▶ **Tareas requeridas**:
(1) ¿Cómo se traduce al inglés esta oración del texto sobre la calidad del empleo: «El estudio sólo aborda cuatro indicadores como expresión de iguales dimensiones de la calidad del empleo, a partir de las estadísticas disponibles por las encuestas de hogares: los ingresos, la estabilidad en el empleo, la jornada laboral y la seguridad social.»?
(2) ¿Podrías proseguir el texto sobre la calidad del empleo a partir del punto en que termina?

▶ **Fragmento citado**:
A continuación se presenta el marco conceptual para abordar la calidad del empleo, el cual si bien constituye una referencia importante para el estudio, a todas luces no puede ser satisfecho por el estudio empírico nacional, el cual resulta limitado por el diseño y disponibilidad actual de la información. El estudio sólo aborda cuatro indicadores como expresión de iguales dimensiones de la calidad del empleo, a partir de las estadísticas disponibles por las encuestas de hogares: los ingresos, la estabilidad en el empleo, la jornada laboral y la seguridad social. No obstante, la calidad del empleo incluye una gama más amplia de dimensiones, las cuales demandan otros estudios con fuentes diversas de información, especialmente en lo que se consideran los elementos subjetivos del trabajo.

Registros
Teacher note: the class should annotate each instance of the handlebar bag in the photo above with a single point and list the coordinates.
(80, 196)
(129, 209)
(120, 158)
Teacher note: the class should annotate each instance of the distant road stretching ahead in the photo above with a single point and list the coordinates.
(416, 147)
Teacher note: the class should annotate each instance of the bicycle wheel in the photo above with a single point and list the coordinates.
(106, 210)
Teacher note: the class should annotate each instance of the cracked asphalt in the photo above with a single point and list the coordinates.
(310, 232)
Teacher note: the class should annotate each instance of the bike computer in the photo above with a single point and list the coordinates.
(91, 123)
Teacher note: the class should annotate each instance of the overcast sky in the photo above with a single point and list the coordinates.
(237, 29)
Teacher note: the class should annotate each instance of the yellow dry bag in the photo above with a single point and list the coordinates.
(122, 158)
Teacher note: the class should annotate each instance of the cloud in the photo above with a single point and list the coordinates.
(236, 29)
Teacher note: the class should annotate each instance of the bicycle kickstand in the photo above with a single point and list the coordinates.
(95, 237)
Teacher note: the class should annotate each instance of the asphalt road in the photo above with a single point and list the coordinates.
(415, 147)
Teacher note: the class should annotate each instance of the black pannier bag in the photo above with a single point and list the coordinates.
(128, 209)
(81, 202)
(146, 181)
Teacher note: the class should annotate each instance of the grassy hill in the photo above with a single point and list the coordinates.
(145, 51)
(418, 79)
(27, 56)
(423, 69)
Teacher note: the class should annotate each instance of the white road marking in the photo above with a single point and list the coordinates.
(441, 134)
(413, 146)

...

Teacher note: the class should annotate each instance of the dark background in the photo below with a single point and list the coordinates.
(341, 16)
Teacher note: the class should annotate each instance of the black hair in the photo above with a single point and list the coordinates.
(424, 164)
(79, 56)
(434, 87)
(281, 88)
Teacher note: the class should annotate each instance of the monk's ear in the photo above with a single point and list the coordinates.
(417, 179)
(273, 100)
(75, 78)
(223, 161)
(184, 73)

▶ **Resultados por tarea**:
(1) The study addresses only four indicators as expressions of an equal number of dimensions of employment quality, based on the statistics available from household surveys: income, job stability, working hours, and social security.

(2)
2. Marco conceptual

Calidad de empleo y calidad de vida

Preguntarse por la calidad del empleo de manera amplia es indagar sobre la calidad de vida que se deriva de la relación con el trabajo. En tal sentido, se trata de explorar los aspectos del trabajo que inciden en la calidad de vida de una persona, lo cual conlleva a considerar al trabajo en sus múltiples expresiones en el ser y hacer de una persona. El trabajo implica participar socialmente en la producción y reproducción de la sociedad, obtener un ingreso que concreta un valor social y proporciona un fundamento de la escogencia y la libertad para ser y actuar, constituye un espacio para la construcción de identidad y sentido de pertenencia, la posibilidad de un reconocimiento y satisfacción social, entre otros aspectos. La calidad del empleo al centrar la atención en la cualidad remite a conceptos de dignidad, seguridad y libertad.

El fundamento conceptual de la calidad del empleo se encuentra así en las profundas discusiones teóricas sobre calidad de vida y bienestar.2 Esto lleva a preguntarse si la calidad surge del disfrute subjetivo, de la satisfacción de preferencias o del desarrollo de capacidades. Aquí se ubica entonces un amplio marco conceptual donde la justicia laboral y de género responde a los retos que el tema plantea.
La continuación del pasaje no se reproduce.